**Set task 1**
In the passage on U.S. policy toward Colombia, rewrite the part that begins at "This new initiative" and ends after "element in U.S.", switching "combat troops" to "ground forces".
**Set task 2**
Print the lines of the entries again without any change, starting at the line that contains "target: person walking" and stopping after the line that contains "613 658 L 609".

This new initiative does not mean a retreat from our concern about human
rights, nor does it mean an open-ended U.S. commitment in Colombia. Specifically:
We
will not stop the human rights vetting of all Colombian military units
receiving U.S. assistance;
We
will not exceed the 400-person cap on U.S. military personnel providing
support to Plan Colombia nor the 400-person cap on U.S. civilian
contractors;
We
will not send U.S. combat troops to Colombia. President Bush has made
this crystal-clear.
Human
rights concerns have been and will remain a central element in U.S.
policy toward Colombia. In meetings in Colombia with senior civilian and
military officials, including with President-elect Uribe, U.S.
officials, including Under Secretary of State for Political Affairs Marc
Grossman, Assistant Secretary for Democracy, Human Rights and Labor
Lorne Craner, and Assistant Secretary for Western Hemisphere Affairs
Otto Reich have regularly stressed the need for Colombia to improve
its human rights performance and sever remaining military-paramilitary
ties. We
believe our human rights message is making a difference:
The
counternarcotics brigade that we trained and equipped has compiled an
unblemished human rights record to date.
President
Pastrana and Armed Forces Commander Tapias have repeatedly denounced
collusion between elements of the Colombian military and the
paramilitary terrorists.
The
Colombian military captured 590 paramilitaries and killed 92 in combat
last year, three times more than the previous year.
Still,
too many Colombians continue to suffer abuses by state security forces
or by terrorist groups acting in collusion with them. Tose responsible
for such actions must be brought to justice. The establishment of the
rule of law and personal security for all Colombians will not be created
through human rights abuses or impunity for the perpetrators of such
crimes.

**Records for this exercise**
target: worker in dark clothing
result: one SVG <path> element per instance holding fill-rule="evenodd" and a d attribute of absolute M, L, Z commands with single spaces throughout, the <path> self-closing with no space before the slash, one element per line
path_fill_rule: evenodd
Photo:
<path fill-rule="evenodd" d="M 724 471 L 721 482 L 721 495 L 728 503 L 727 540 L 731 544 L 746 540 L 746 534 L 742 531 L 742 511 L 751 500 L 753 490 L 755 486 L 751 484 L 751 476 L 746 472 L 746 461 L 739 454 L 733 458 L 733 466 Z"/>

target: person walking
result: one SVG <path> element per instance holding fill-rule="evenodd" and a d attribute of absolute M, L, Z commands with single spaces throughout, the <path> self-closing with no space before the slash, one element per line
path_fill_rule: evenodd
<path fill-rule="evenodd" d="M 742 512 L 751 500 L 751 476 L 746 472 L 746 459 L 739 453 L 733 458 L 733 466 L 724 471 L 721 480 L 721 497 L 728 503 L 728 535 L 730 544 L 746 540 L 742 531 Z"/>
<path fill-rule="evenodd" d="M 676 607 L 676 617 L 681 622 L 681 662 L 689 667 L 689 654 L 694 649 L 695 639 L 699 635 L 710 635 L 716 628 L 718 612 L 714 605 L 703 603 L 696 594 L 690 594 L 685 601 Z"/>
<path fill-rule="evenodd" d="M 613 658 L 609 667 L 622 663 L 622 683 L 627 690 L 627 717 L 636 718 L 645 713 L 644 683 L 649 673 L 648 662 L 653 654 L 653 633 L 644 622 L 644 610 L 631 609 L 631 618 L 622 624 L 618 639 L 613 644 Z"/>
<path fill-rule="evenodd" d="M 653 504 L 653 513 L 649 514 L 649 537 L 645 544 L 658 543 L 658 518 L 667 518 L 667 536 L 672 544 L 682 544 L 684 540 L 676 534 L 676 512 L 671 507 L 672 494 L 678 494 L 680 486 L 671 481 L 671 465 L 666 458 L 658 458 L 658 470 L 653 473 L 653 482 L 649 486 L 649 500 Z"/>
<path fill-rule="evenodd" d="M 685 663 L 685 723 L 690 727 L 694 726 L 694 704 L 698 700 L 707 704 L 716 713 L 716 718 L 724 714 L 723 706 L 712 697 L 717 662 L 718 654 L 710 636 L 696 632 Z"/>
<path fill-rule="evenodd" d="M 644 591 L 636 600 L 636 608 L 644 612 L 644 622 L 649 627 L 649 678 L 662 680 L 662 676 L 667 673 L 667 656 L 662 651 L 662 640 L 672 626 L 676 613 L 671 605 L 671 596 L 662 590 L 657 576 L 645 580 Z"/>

**Task output 1**
This new initiative does not mean a retreat from our concern about human
rights, nor does it mean an open-ended U.S. commitment in Colombia. Specifically:
We
will not stop the human rights vetting of all Colombian military units
receiving U.S. assistance;
We
will not exceed the 400-person cap on U.S. military personnel providing
support to Plan Colombia nor the 400-person cap on U.S. civilian
contractors;
We
will not send U.S. ground forces to Colombia. President Bush has made
this crystal-clear.
Human
rights concerns have been and will remain a central element in U.S.

**Task output 2**
target: person walking
result: one SVG <path> element per instance holding fill-rule="evenodd" and a d attribute of absolute M, L, Z commands with single spaces throughout, the <path> self-closing with no space before the slash, one element per line
path_fill_rule: evenodd
<path fill-rule="evenodd" d="M 742 512 L 751 500 L 751 476 L 746 472 L 746 459 L 739 453 L 733 458 L 733 466 L 724 471 L 721 480 L 721 497 L 728 503 L 728 535 L 730 544 L 746 540 L 742 531 Z"/>
<path fill-rule="evenodd" d="M 676 607 L 676 617 L 681 622 L 681 662 L 689 667 L 689 654 L 694 649 L 695 639 L 699 635 L 710 635 L 716 628 L 718 612 L 714 605 L 703 603 L 696 594 L 690 594 L 685 601 Z"/>
<path fill-rule="evenodd" d="M 613 658 L 609 667 L 622 663 L 622 683 L 627 690 L 627 717 L 636 718 L 645 713 L 644 683 L 649 673 L 648 662 L 653 654 L 653 633 L 644 622 L 644 610 L 631 609 L 631 618 L 622 624 L 618 639 L 613 644 Z"/>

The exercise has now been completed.